** start of SOURCE TEXT **

Jari also noted that such providers should be able to reuse the same
credentials in EAP and the application; just that the key hierarchies
should not have any inter-dependencies.  This essentially gives the same
level of control to the provider with respect to the applications as
Harald notes, just doesn't allow the optimizations to happen.  This
seems like a false level of separation that we think we may achieve by
maintaining an imaginary protocol boundary at the IETF.  

Recognizing that credential provisioning is an issue is a good step that
in my mind by itself warrants this EMSK-based key hierarchy for
meaningful usages.  In fact, I'd argue that credential reuse by multiple
protocols is a bad idea - we would be trading off cryptographically
coordinated key derivations for a mechanism that has no control over
disparate usages of the credentials with different algorithms and so on.


In fact, credential provisioning issues (and avoiding credential reuse)
is a far more compelling reason to allow the EAP-based keying hierarchy
for layers above than the optimizations itself.  Of course, the
optimizations are much needed in some cases, but, that is not the sole
reason.

** end of SOURCE TEXT **

**WORK TO COMPLETE**
List each distinct acronym used in the passage on key hierarchies. None of this data is needed for the task.

** start of DATASET ROWS **

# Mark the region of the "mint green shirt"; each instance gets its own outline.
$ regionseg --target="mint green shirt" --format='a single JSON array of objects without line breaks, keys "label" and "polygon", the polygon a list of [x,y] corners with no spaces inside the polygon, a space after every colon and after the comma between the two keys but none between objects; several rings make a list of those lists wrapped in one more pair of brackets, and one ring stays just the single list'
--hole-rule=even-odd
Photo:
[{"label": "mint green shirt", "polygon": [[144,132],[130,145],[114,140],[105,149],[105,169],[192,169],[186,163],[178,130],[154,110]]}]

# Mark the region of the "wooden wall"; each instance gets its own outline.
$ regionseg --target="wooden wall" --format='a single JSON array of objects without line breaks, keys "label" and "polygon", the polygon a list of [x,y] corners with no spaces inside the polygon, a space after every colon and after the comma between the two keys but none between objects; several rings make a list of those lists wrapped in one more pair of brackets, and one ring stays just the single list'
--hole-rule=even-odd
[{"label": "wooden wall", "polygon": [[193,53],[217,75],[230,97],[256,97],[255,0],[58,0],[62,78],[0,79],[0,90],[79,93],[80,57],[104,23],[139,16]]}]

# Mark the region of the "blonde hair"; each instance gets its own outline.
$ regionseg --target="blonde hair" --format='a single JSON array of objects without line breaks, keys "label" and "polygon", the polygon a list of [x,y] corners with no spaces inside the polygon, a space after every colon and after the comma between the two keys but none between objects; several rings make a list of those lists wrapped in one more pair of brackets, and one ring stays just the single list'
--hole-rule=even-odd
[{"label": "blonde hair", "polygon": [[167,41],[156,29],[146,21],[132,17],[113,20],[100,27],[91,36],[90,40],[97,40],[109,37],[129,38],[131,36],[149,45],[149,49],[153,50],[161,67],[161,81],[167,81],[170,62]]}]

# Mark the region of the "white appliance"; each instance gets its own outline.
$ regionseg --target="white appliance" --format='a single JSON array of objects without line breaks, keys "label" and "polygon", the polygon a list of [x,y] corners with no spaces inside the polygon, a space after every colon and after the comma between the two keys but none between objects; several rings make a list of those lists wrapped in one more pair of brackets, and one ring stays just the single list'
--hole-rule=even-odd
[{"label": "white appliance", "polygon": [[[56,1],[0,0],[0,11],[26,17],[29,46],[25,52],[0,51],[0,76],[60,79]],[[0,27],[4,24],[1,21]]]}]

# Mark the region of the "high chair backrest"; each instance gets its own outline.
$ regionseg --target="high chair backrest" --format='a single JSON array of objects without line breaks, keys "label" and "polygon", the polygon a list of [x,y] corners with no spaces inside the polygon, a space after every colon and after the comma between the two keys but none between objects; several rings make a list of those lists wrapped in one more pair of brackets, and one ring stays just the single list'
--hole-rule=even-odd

** end of DATASET ROWS **

**CORRECT OUTPUT**
EAP, IETF, EMSK